* _WHAT IS EXPECTED_
Range to output from the entries below: the line containing "Target: leafy green plant" through the line containing "Objective: one point per instance of the light-colored". Set it down exactly, ends included, nothing else.

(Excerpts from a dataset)
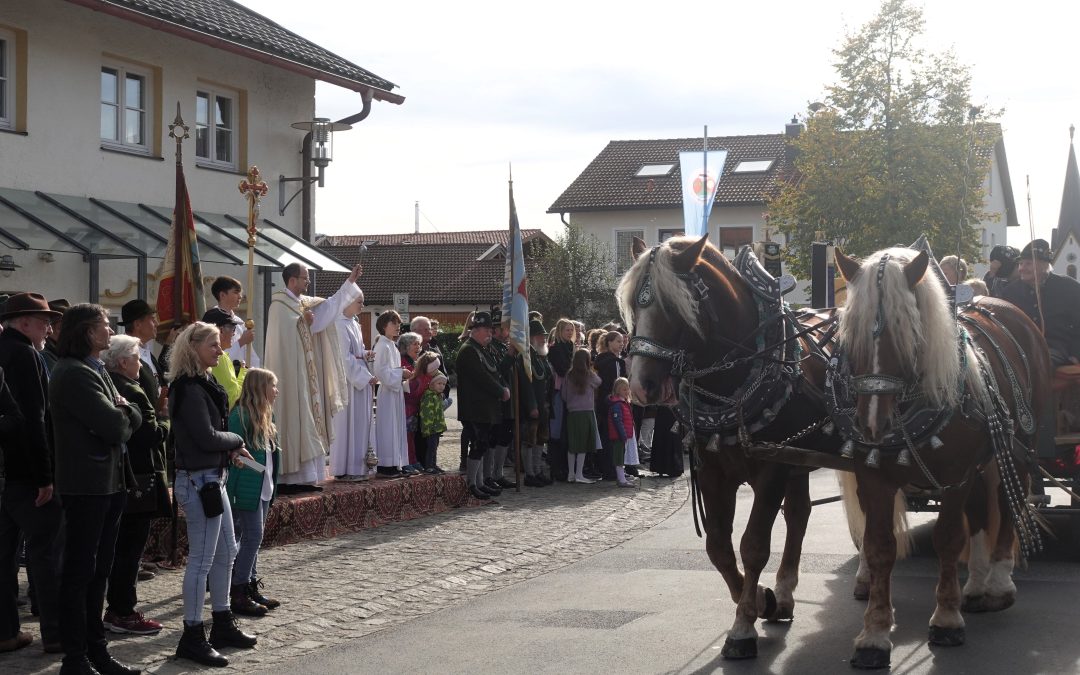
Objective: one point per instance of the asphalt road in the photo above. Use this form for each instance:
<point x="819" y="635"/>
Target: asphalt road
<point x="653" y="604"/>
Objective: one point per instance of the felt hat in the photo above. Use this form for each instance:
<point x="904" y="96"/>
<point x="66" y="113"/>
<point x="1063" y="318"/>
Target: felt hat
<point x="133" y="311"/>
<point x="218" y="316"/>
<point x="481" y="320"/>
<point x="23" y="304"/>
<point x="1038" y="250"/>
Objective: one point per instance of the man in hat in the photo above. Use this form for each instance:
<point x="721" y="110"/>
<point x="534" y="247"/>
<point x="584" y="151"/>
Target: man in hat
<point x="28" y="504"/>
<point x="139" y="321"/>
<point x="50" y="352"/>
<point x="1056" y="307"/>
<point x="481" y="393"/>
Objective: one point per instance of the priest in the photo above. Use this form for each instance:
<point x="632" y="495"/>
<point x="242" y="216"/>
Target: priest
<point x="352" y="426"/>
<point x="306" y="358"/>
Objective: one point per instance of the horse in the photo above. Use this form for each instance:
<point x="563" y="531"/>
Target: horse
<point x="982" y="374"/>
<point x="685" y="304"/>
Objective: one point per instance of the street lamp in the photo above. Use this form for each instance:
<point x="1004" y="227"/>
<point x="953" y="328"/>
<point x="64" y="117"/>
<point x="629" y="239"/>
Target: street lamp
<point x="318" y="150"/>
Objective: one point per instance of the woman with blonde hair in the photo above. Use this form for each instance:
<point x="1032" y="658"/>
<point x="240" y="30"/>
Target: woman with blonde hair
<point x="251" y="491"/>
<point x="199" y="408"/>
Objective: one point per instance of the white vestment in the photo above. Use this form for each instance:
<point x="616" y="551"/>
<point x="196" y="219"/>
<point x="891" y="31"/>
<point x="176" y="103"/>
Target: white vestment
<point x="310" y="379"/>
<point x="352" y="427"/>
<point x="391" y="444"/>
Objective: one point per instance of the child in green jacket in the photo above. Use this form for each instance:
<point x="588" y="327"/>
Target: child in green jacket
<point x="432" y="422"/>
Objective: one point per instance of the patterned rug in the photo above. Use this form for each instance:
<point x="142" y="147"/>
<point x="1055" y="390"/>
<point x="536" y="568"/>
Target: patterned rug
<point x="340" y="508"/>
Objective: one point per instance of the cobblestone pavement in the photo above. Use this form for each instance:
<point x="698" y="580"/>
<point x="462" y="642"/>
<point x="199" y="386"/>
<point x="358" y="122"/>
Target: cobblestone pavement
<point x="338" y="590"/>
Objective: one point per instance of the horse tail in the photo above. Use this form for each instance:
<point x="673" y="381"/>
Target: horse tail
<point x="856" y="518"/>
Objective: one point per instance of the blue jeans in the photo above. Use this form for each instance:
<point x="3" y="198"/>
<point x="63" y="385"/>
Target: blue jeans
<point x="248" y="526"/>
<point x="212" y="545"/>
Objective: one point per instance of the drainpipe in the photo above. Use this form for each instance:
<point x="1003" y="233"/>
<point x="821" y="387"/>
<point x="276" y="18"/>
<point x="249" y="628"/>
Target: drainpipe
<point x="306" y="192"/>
---
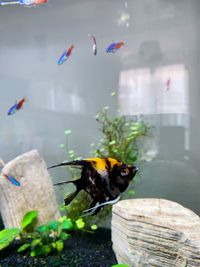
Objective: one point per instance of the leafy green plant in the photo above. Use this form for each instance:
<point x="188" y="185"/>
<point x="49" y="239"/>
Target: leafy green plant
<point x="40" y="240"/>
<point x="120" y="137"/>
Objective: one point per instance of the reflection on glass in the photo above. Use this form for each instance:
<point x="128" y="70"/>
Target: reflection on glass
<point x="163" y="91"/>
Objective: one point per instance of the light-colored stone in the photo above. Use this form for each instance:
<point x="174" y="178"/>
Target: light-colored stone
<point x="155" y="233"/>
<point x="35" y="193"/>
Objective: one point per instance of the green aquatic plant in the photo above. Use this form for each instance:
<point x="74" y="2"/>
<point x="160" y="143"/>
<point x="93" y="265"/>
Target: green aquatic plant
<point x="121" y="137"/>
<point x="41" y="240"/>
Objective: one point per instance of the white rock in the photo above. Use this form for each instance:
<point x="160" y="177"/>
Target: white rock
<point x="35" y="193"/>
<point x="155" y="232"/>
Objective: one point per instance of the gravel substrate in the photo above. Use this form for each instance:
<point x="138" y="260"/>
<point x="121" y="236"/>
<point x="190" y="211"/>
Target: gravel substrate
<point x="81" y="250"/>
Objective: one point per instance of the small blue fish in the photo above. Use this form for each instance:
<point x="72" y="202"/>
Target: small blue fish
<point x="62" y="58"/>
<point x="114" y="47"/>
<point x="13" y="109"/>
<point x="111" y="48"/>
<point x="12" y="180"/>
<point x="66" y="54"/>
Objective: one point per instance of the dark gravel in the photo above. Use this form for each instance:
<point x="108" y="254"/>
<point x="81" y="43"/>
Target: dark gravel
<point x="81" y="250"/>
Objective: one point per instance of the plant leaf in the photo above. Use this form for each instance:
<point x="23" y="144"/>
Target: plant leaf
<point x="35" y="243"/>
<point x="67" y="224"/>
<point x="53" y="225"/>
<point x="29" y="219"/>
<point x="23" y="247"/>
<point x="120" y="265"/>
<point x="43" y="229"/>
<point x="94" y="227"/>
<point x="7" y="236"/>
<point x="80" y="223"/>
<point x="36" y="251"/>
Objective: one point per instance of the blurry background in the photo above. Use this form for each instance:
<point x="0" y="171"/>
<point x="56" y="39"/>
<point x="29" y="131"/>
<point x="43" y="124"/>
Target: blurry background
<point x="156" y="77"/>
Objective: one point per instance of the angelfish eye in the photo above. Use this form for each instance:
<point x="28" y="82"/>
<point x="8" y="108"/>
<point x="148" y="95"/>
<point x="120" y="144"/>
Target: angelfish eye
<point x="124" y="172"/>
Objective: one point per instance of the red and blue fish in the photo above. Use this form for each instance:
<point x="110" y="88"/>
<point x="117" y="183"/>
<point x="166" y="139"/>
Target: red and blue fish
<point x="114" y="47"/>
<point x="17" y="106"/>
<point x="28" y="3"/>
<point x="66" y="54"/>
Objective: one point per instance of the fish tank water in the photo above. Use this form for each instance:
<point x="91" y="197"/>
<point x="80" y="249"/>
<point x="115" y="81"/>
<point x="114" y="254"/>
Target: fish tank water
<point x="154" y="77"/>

* _WRITTEN RESPONSE_
Target: leafy green plant
<point x="40" y="240"/>
<point x="120" y="137"/>
Objective: one point per instance of the reflection on glass in the photo above. Use this form for each instance:
<point x="128" y="70"/>
Target: reflection on glass
<point x="163" y="91"/>
Objective: one point per instance of the light-colored stone in the photo above. Use this form for each instance:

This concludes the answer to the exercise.